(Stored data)
----
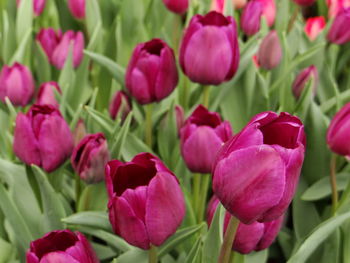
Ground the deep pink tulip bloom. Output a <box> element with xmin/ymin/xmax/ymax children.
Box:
<box><xmin>257</xmin><ymin>30</ymin><xmax>282</xmax><ymax>70</ymax></box>
<box><xmin>51</xmin><ymin>30</ymin><xmax>85</xmax><ymax>69</ymax></box>
<box><xmin>125</xmin><ymin>38</ymin><xmax>179</xmax><ymax>104</ymax></box>
<box><xmin>292</xmin><ymin>65</ymin><xmax>318</xmax><ymax>98</ymax></box>
<box><xmin>71</xmin><ymin>133</ymin><xmax>110</xmax><ymax>184</ymax></box>
<box><xmin>36</xmin><ymin>81</ymin><xmax>62</xmax><ymax>108</ymax></box>
<box><xmin>213</xmin><ymin>112</ymin><xmax>305</xmax><ymax>224</ymax></box>
<box><xmin>0</xmin><ymin>62</ymin><xmax>35</xmax><ymax>106</ymax></box>
<box><xmin>163</xmin><ymin>0</ymin><xmax>189</xmax><ymax>15</ymax></box>
<box><xmin>13</xmin><ymin>104</ymin><xmax>73</xmax><ymax>172</ymax></box>
<box><xmin>179</xmin><ymin>11</ymin><xmax>239</xmax><ymax>85</ymax></box>
<box><xmin>241</xmin><ymin>0</ymin><xmax>263</xmax><ymax>36</ymax></box>
<box><xmin>207</xmin><ymin>196</ymin><xmax>284</xmax><ymax>254</ymax></box>
<box><xmin>106</xmin><ymin>153</ymin><xmax>185</xmax><ymax>249</ymax></box>
<box><xmin>180</xmin><ymin>105</ymin><xmax>232</xmax><ymax>173</ymax></box>
<box><xmin>27</xmin><ymin>229</ymin><xmax>100</xmax><ymax>263</ymax></box>
<box><xmin>327</xmin><ymin>8</ymin><xmax>350</xmax><ymax>45</ymax></box>
<box><xmin>327</xmin><ymin>103</ymin><xmax>350</xmax><ymax>157</ymax></box>
<box><xmin>68</xmin><ymin>0</ymin><xmax>85</xmax><ymax>19</ymax></box>
<box><xmin>109</xmin><ymin>90</ymin><xmax>131</xmax><ymax>121</ymax></box>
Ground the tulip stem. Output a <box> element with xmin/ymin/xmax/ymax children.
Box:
<box><xmin>330</xmin><ymin>154</ymin><xmax>338</xmax><ymax>215</ymax></box>
<box><xmin>218</xmin><ymin>216</ymin><xmax>239</xmax><ymax>263</ymax></box>
<box><xmin>148</xmin><ymin>245</ymin><xmax>158</xmax><ymax>263</ymax></box>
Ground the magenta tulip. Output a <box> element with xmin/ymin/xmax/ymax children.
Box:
<box><xmin>180</xmin><ymin>105</ymin><xmax>232</xmax><ymax>173</ymax></box>
<box><xmin>26</xmin><ymin>229</ymin><xmax>100</xmax><ymax>263</ymax></box>
<box><xmin>106</xmin><ymin>153</ymin><xmax>185</xmax><ymax>249</ymax></box>
<box><xmin>213</xmin><ymin>112</ymin><xmax>305</xmax><ymax>224</ymax></box>
<box><xmin>125</xmin><ymin>39</ymin><xmax>178</xmax><ymax>104</ymax></box>
<box><xmin>179</xmin><ymin>11</ymin><xmax>239</xmax><ymax>85</ymax></box>
<box><xmin>71</xmin><ymin>133</ymin><xmax>110</xmax><ymax>184</ymax></box>
<box><xmin>13</xmin><ymin>104</ymin><xmax>73</xmax><ymax>172</ymax></box>
<box><xmin>207</xmin><ymin>196</ymin><xmax>284</xmax><ymax>254</ymax></box>
<box><xmin>0</xmin><ymin>63</ymin><xmax>35</xmax><ymax>106</ymax></box>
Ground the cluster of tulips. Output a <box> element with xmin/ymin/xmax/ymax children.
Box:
<box><xmin>0</xmin><ymin>0</ymin><xmax>350</xmax><ymax>263</ymax></box>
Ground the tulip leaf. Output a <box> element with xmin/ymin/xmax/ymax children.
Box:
<box><xmin>287</xmin><ymin>212</ymin><xmax>350</xmax><ymax>263</ymax></box>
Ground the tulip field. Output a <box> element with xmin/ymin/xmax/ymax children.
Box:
<box><xmin>0</xmin><ymin>0</ymin><xmax>350</xmax><ymax>263</ymax></box>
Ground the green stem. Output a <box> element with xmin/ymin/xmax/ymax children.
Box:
<box><xmin>218</xmin><ymin>216</ymin><xmax>239</xmax><ymax>263</ymax></box>
<box><xmin>148</xmin><ymin>245</ymin><xmax>158</xmax><ymax>263</ymax></box>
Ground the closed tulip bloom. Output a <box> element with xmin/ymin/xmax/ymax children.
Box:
<box><xmin>179</xmin><ymin>11</ymin><xmax>239</xmax><ymax>85</ymax></box>
<box><xmin>180</xmin><ymin>105</ymin><xmax>232</xmax><ymax>173</ymax></box>
<box><xmin>0</xmin><ymin>62</ymin><xmax>35</xmax><ymax>106</ymax></box>
<box><xmin>292</xmin><ymin>65</ymin><xmax>318</xmax><ymax>98</ymax></box>
<box><xmin>52</xmin><ymin>30</ymin><xmax>85</xmax><ymax>69</ymax></box>
<box><xmin>213</xmin><ymin>112</ymin><xmax>305</xmax><ymax>224</ymax></box>
<box><xmin>106</xmin><ymin>153</ymin><xmax>185</xmax><ymax>249</ymax></box>
<box><xmin>207</xmin><ymin>196</ymin><xmax>284</xmax><ymax>254</ymax></box>
<box><xmin>241</xmin><ymin>0</ymin><xmax>263</xmax><ymax>36</ymax></box>
<box><xmin>36</xmin><ymin>81</ymin><xmax>62</xmax><ymax>108</ymax></box>
<box><xmin>304</xmin><ymin>16</ymin><xmax>326</xmax><ymax>41</ymax></box>
<box><xmin>109</xmin><ymin>90</ymin><xmax>131</xmax><ymax>121</ymax></box>
<box><xmin>68</xmin><ymin>0</ymin><xmax>85</xmax><ymax>19</ymax></box>
<box><xmin>13</xmin><ymin>104</ymin><xmax>73</xmax><ymax>172</ymax></box>
<box><xmin>257</xmin><ymin>30</ymin><xmax>282</xmax><ymax>70</ymax></box>
<box><xmin>125</xmin><ymin>39</ymin><xmax>179</xmax><ymax>104</ymax></box>
<box><xmin>163</xmin><ymin>0</ymin><xmax>189</xmax><ymax>15</ymax></box>
<box><xmin>327</xmin><ymin>103</ymin><xmax>350</xmax><ymax>157</ymax></box>
<box><xmin>327</xmin><ymin>8</ymin><xmax>350</xmax><ymax>45</ymax></box>
<box><xmin>71</xmin><ymin>133</ymin><xmax>110</xmax><ymax>184</ymax></box>
<box><xmin>26</xmin><ymin>229</ymin><xmax>100</xmax><ymax>263</ymax></box>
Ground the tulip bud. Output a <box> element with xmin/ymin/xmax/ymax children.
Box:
<box><xmin>36</xmin><ymin>81</ymin><xmax>62</xmax><ymax>108</ymax></box>
<box><xmin>68</xmin><ymin>0</ymin><xmax>85</xmax><ymax>19</ymax></box>
<box><xmin>16</xmin><ymin>0</ymin><xmax>46</xmax><ymax>16</ymax></box>
<box><xmin>207</xmin><ymin>196</ymin><xmax>284</xmax><ymax>254</ymax></box>
<box><xmin>109</xmin><ymin>90</ymin><xmax>131</xmax><ymax>121</ymax></box>
<box><xmin>13</xmin><ymin>104</ymin><xmax>73</xmax><ymax>172</ymax></box>
<box><xmin>71</xmin><ymin>133</ymin><xmax>110</xmax><ymax>184</ymax></box>
<box><xmin>241</xmin><ymin>0</ymin><xmax>263</xmax><ymax>36</ymax></box>
<box><xmin>180</xmin><ymin>105</ymin><xmax>232</xmax><ymax>173</ymax></box>
<box><xmin>125</xmin><ymin>39</ymin><xmax>179</xmax><ymax>104</ymax></box>
<box><xmin>179</xmin><ymin>11</ymin><xmax>239</xmax><ymax>85</ymax></box>
<box><xmin>327</xmin><ymin>103</ymin><xmax>350</xmax><ymax>157</ymax></box>
<box><xmin>292</xmin><ymin>65</ymin><xmax>318</xmax><ymax>99</ymax></box>
<box><xmin>26</xmin><ymin>229</ymin><xmax>100</xmax><ymax>263</ymax></box>
<box><xmin>213</xmin><ymin>112</ymin><xmax>305</xmax><ymax>224</ymax></box>
<box><xmin>163</xmin><ymin>0</ymin><xmax>189</xmax><ymax>15</ymax></box>
<box><xmin>304</xmin><ymin>16</ymin><xmax>326</xmax><ymax>41</ymax></box>
<box><xmin>257</xmin><ymin>30</ymin><xmax>282</xmax><ymax>70</ymax></box>
<box><xmin>52</xmin><ymin>30</ymin><xmax>85</xmax><ymax>69</ymax></box>
<box><xmin>106</xmin><ymin>153</ymin><xmax>185</xmax><ymax>249</ymax></box>
<box><xmin>0</xmin><ymin>62</ymin><xmax>35</xmax><ymax>106</ymax></box>
<box><xmin>327</xmin><ymin>8</ymin><xmax>350</xmax><ymax>45</ymax></box>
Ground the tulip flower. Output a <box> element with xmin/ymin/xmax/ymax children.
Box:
<box><xmin>257</xmin><ymin>30</ymin><xmax>282</xmax><ymax>70</ymax></box>
<box><xmin>179</xmin><ymin>11</ymin><xmax>239</xmax><ymax>85</ymax></box>
<box><xmin>36</xmin><ymin>81</ymin><xmax>62</xmax><ymax>108</ymax></box>
<box><xmin>0</xmin><ymin>62</ymin><xmax>35</xmax><ymax>106</ymax></box>
<box><xmin>125</xmin><ymin>39</ymin><xmax>179</xmax><ymax>104</ymax></box>
<box><xmin>71</xmin><ymin>133</ymin><xmax>110</xmax><ymax>184</ymax></box>
<box><xmin>26</xmin><ymin>229</ymin><xmax>100</xmax><ymax>263</ymax></box>
<box><xmin>292</xmin><ymin>65</ymin><xmax>318</xmax><ymax>98</ymax></box>
<box><xmin>213</xmin><ymin>112</ymin><xmax>305</xmax><ymax>224</ymax></box>
<box><xmin>163</xmin><ymin>0</ymin><xmax>189</xmax><ymax>15</ymax></box>
<box><xmin>109</xmin><ymin>90</ymin><xmax>131</xmax><ymax>121</ymax></box>
<box><xmin>180</xmin><ymin>105</ymin><xmax>232</xmax><ymax>173</ymax></box>
<box><xmin>327</xmin><ymin>8</ymin><xmax>350</xmax><ymax>45</ymax></box>
<box><xmin>327</xmin><ymin>103</ymin><xmax>350</xmax><ymax>157</ymax></box>
<box><xmin>16</xmin><ymin>0</ymin><xmax>46</xmax><ymax>16</ymax></box>
<box><xmin>106</xmin><ymin>153</ymin><xmax>185</xmax><ymax>249</ymax></box>
<box><xmin>13</xmin><ymin>104</ymin><xmax>73</xmax><ymax>172</ymax></box>
<box><xmin>68</xmin><ymin>0</ymin><xmax>85</xmax><ymax>19</ymax></box>
<box><xmin>207</xmin><ymin>196</ymin><xmax>284</xmax><ymax>254</ymax></box>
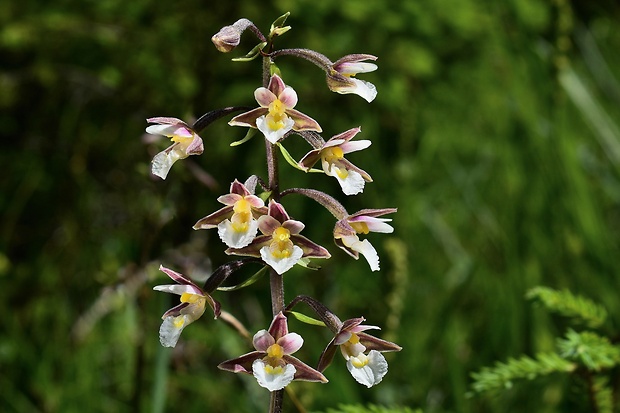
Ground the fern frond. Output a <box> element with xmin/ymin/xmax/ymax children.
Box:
<box><xmin>558</xmin><ymin>330</ymin><xmax>620</xmax><ymax>371</ymax></box>
<box><xmin>471</xmin><ymin>353</ymin><xmax>577</xmax><ymax>393</ymax></box>
<box><xmin>525</xmin><ymin>287</ymin><xmax>607</xmax><ymax>328</ymax></box>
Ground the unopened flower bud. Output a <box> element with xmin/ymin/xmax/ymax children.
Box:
<box><xmin>211</xmin><ymin>26</ymin><xmax>241</xmax><ymax>53</ymax></box>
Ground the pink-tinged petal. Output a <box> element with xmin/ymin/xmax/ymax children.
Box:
<box><xmin>153</xmin><ymin>284</ymin><xmax>204</xmax><ymax>295</ymax></box>
<box><xmin>146</xmin><ymin>125</ymin><xmax>178</xmax><ymax>136</ymax></box>
<box><xmin>349</xmin><ymin>208</ymin><xmax>398</xmax><ymax>220</ymax></box>
<box><xmin>269</xmin><ymin>311</ymin><xmax>288</xmax><ymax>341</ymax></box>
<box><xmin>269</xmin><ymin>200</ymin><xmax>291</xmax><ymax>223</ymax></box>
<box><xmin>267</xmin><ymin>75</ymin><xmax>286</xmax><ymax>96</ymax></box>
<box><xmin>193</xmin><ymin>206</ymin><xmax>234</xmax><ymax>229</ymax></box>
<box><xmin>285</xmin><ymin>109</ymin><xmax>323</xmax><ymax>132</ymax></box>
<box><xmin>244</xmin><ymin>195</ymin><xmax>267</xmax><ymax>208</ymax></box>
<box><xmin>146</xmin><ymin>116</ymin><xmax>189</xmax><ymax>128</ymax></box>
<box><xmin>316</xmin><ymin>339</ymin><xmax>338</xmax><ymax>372</ymax></box>
<box><xmin>217</xmin><ymin>351</ymin><xmax>265</xmax><ymax>374</ymax></box>
<box><xmin>283</xmin><ymin>355</ymin><xmax>328</xmax><ymax>383</ymax></box>
<box><xmin>328</xmin><ymin>126</ymin><xmax>362</xmax><ymax>142</ymax></box>
<box><xmin>258</xmin><ymin>215</ymin><xmax>282</xmax><ymax>235</ymax></box>
<box><xmin>299</xmin><ymin>149</ymin><xmax>321</xmax><ymax>171</ymax></box>
<box><xmin>278</xmin><ymin>86</ymin><xmax>297</xmax><ymax>109</ymax></box>
<box><xmin>334</xmin><ymin>62</ymin><xmax>377</xmax><ymax>75</ymax></box>
<box><xmin>290</xmin><ymin>234</ymin><xmax>331</xmax><ymax>258</ymax></box>
<box><xmin>230</xmin><ymin>179</ymin><xmax>251</xmax><ymax>197</ymax></box>
<box><xmin>159</xmin><ymin>265</ymin><xmax>202</xmax><ymax>286</ymax></box>
<box><xmin>260</xmin><ymin>245</ymin><xmax>304</xmax><ymax>275</ymax></box>
<box><xmin>340</xmin><ymin>139</ymin><xmax>372</xmax><ymax>154</ymax></box>
<box><xmin>228</xmin><ymin>108</ymin><xmax>269</xmax><ymax>128</ymax></box>
<box><xmin>252</xmin><ymin>360</ymin><xmax>296</xmax><ymax>391</ymax></box>
<box><xmin>277</xmin><ymin>333</ymin><xmax>304</xmax><ymax>354</ymax></box>
<box><xmin>348</xmin><ymin>215</ymin><xmax>394</xmax><ymax>234</ymax></box>
<box><xmin>347</xmin><ymin>350</ymin><xmax>388</xmax><ymax>388</ymax></box>
<box><xmin>217</xmin><ymin>194</ymin><xmax>243</xmax><ymax>206</ymax></box>
<box><xmin>254</xmin><ymin>87</ymin><xmax>278</xmax><ymax>108</ymax></box>
<box><xmin>252</xmin><ymin>330</ymin><xmax>276</xmax><ymax>351</ymax></box>
<box><xmin>282</xmin><ymin>219</ymin><xmax>306</xmax><ymax>235</ymax></box>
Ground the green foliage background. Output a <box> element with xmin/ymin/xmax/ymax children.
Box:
<box><xmin>0</xmin><ymin>0</ymin><xmax>620</xmax><ymax>412</ymax></box>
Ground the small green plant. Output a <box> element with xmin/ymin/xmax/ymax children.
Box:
<box><xmin>472</xmin><ymin>287</ymin><xmax>620</xmax><ymax>413</ymax></box>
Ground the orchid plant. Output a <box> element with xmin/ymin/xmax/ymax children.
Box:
<box><xmin>146</xmin><ymin>13</ymin><xmax>401</xmax><ymax>412</ymax></box>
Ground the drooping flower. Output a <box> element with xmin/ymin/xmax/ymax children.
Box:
<box><xmin>327</xmin><ymin>54</ymin><xmax>377</xmax><ymax>102</ymax></box>
<box><xmin>146</xmin><ymin>117</ymin><xmax>204</xmax><ymax>179</ymax></box>
<box><xmin>153</xmin><ymin>265</ymin><xmax>220</xmax><ymax>347</ymax></box>
<box><xmin>299</xmin><ymin>127</ymin><xmax>372</xmax><ymax>195</ymax></box>
<box><xmin>318</xmin><ymin>317</ymin><xmax>401</xmax><ymax>387</ymax></box>
<box><xmin>226</xmin><ymin>200</ymin><xmax>330</xmax><ymax>274</ymax></box>
<box><xmin>218</xmin><ymin>312</ymin><xmax>327</xmax><ymax>391</ymax></box>
<box><xmin>228</xmin><ymin>75</ymin><xmax>321</xmax><ymax>143</ymax></box>
<box><xmin>334</xmin><ymin>208</ymin><xmax>396</xmax><ymax>271</ymax></box>
<box><xmin>194</xmin><ymin>179</ymin><xmax>267</xmax><ymax>248</ymax></box>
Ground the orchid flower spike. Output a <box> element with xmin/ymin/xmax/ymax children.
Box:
<box><xmin>228</xmin><ymin>75</ymin><xmax>321</xmax><ymax>143</ymax></box>
<box><xmin>218</xmin><ymin>312</ymin><xmax>327</xmax><ymax>391</ymax></box>
<box><xmin>146</xmin><ymin>117</ymin><xmax>204</xmax><ymax>179</ymax></box>
<box><xmin>318</xmin><ymin>317</ymin><xmax>401</xmax><ymax>387</ymax></box>
<box><xmin>153</xmin><ymin>266</ymin><xmax>220</xmax><ymax>347</ymax></box>
<box><xmin>226</xmin><ymin>200</ymin><xmax>331</xmax><ymax>274</ymax></box>
<box><xmin>327</xmin><ymin>54</ymin><xmax>377</xmax><ymax>103</ymax></box>
<box><xmin>334</xmin><ymin>208</ymin><xmax>396</xmax><ymax>271</ymax></box>
<box><xmin>299</xmin><ymin>127</ymin><xmax>372</xmax><ymax>195</ymax></box>
<box><xmin>194</xmin><ymin>179</ymin><xmax>267</xmax><ymax>248</ymax></box>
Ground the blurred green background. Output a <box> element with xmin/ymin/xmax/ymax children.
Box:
<box><xmin>0</xmin><ymin>0</ymin><xmax>620</xmax><ymax>412</ymax></box>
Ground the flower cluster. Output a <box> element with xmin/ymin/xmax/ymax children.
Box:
<box><xmin>146</xmin><ymin>14</ymin><xmax>401</xmax><ymax>406</ymax></box>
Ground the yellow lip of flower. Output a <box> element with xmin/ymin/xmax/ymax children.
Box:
<box><xmin>323</xmin><ymin>146</ymin><xmax>344</xmax><ymax>163</ymax></box>
<box><xmin>349</xmin><ymin>222</ymin><xmax>370</xmax><ymax>234</ymax></box>
<box><xmin>265</xmin><ymin>99</ymin><xmax>288</xmax><ymax>130</ymax></box>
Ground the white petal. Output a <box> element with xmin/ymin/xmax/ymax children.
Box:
<box><xmin>256</xmin><ymin>115</ymin><xmax>295</xmax><ymax>143</ymax></box>
<box><xmin>342</xmin><ymin>235</ymin><xmax>379</xmax><ymax>271</ymax></box>
<box><xmin>252</xmin><ymin>359</ymin><xmax>297</xmax><ymax>391</ymax></box>
<box><xmin>330</xmin><ymin>165</ymin><xmax>366</xmax><ymax>195</ymax></box>
<box><xmin>344</xmin><ymin>78</ymin><xmax>377</xmax><ymax>103</ymax></box>
<box><xmin>217</xmin><ymin>219</ymin><xmax>258</xmax><ymax>248</ymax></box>
<box><xmin>159</xmin><ymin>315</ymin><xmax>189</xmax><ymax>347</ymax></box>
<box><xmin>347</xmin><ymin>350</ymin><xmax>388</xmax><ymax>387</ymax></box>
<box><xmin>260</xmin><ymin>245</ymin><xmax>304</xmax><ymax>275</ymax></box>
<box><xmin>151</xmin><ymin>145</ymin><xmax>187</xmax><ymax>179</ymax></box>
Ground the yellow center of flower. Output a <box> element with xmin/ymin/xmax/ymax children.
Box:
<box><xmin>269</xmin><ymin>227</ymin><xmax>293</xmax><ymax>259</ymax></box>
<box><xmin>265</xmin><ymin>99</ymin><xmax>288</xmax><ymax>130</ymax></box>
<box><xmin>170</xmin><ymin>135</ymin><xmax>194</xmax><ymax>144</ymax></box>
<box><xmin>230</xmin><ymin>198</ymin><xmax>252</xmax><ymax>232</ymax></box>
<box><xmin>323</xmin><ymin>146</ymin><xmax>344</xmax><ymax>163</ymax></box>
<box><xmin>181</xmin><ymin>293</ymin><xmax>204</xmax><ymax>304</ymax></box>
<box><xmin>173</xmin><ymin>315</ymin><xmax>185</xmax><ymax>328</ymax></box>
<box><xmin>267</xmin><ymin>343</ymin><xmax>284</xmax><ymax>358</ymax></box>
<box><xmin>349</xmin><ymin>222</ymin><xmax>370</xmax><ymax>234</ymax></box>
<box><xmin>349</xmin><ymin>353</ymin><xmax>368</xmax><ymax>369</ymax></box>
<box><xmin>263</xmin><ymin>343</ymin><xmax>286</xmax><ymax>374</ymax></box>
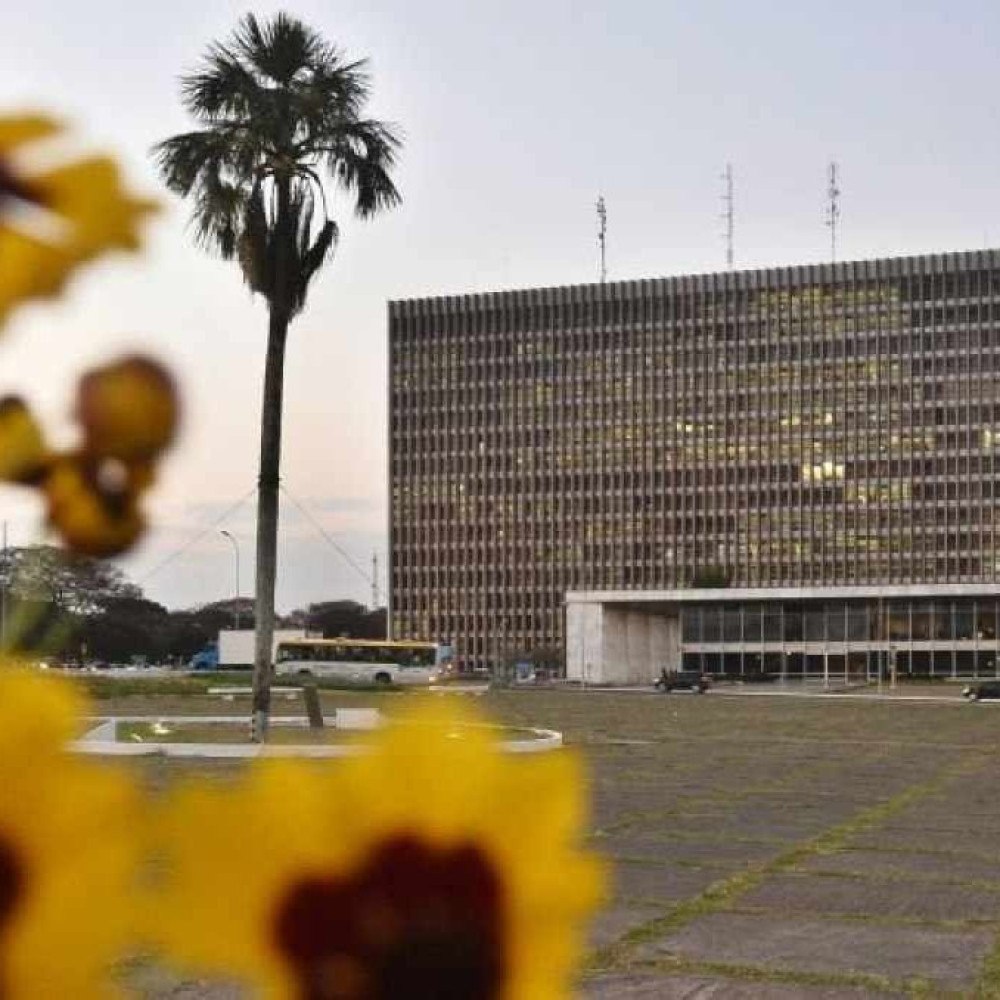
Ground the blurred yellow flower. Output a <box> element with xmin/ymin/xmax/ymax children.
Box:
<box><xmin>42</xmin><ymin>455</ymin><xmax>148</xmax><ymax>559</ymax></box>
<box><xmin>77</xmin><ymin>355</ymin><xmax>178</xmax><ymax>462</ymax></box>
<box><xmin>0</xmin><ymin>396</ymin><xmax>48</xmax><ymax>483</ymax></box>
<box><xmin>0</xmin><ymin>355</ymin><xmax>180</xmax><ymax>558</ymax></box>
<box><xmin>0</xmin><ymin>667</ymin><xmax>141</xmax><ymax>1000</ymax></box>
<box><xmin>153</xmin><ymin>699</ymin><xmax>603</xmax><ymax>1000</ymax></box>
<box><xmin>0</xmin><ymin>115</ymin><xmax>155</xmax><ymax>323</ymax></box>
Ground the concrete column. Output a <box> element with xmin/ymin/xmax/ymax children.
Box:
<box><xmin>595</xmin><ymin>607</ymin><xmax>629</xmax><ymax>684</ymax></box>
<box><xmin>619</xmin><ymin>611</ymin><xmax>652</xmax><ymax>684</ymax></box>
<box><xmin>566</xmin><ymin>603</ymin><xmax>604</xmax><ymax>684</ymax></box>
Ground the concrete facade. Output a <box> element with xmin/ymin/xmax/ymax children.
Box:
<box><xmin>387</xmin><ymin>250</ymin><xmax>1000</xmax><ymax>675</ymax></box>
<box><xmin>566</xmin><ymin>584</ymin><xmax>1000</xmax><ymax>684</ymax></box>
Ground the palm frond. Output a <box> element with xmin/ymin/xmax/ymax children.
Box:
<box><xmin>153</xmin><ymin>14</ymin><xmax>401</xmax><ymax>315</ymax></box>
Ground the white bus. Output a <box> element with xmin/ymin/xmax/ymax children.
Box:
<box><xmin>275</xmin><ymin>639</ymin><xmax>451</xmax><ymax>684</ymax></box>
----
Task to complete :: Count the lines in the rows above that contain the word "cluster". Reply with the number alone.

Complete answer :: 2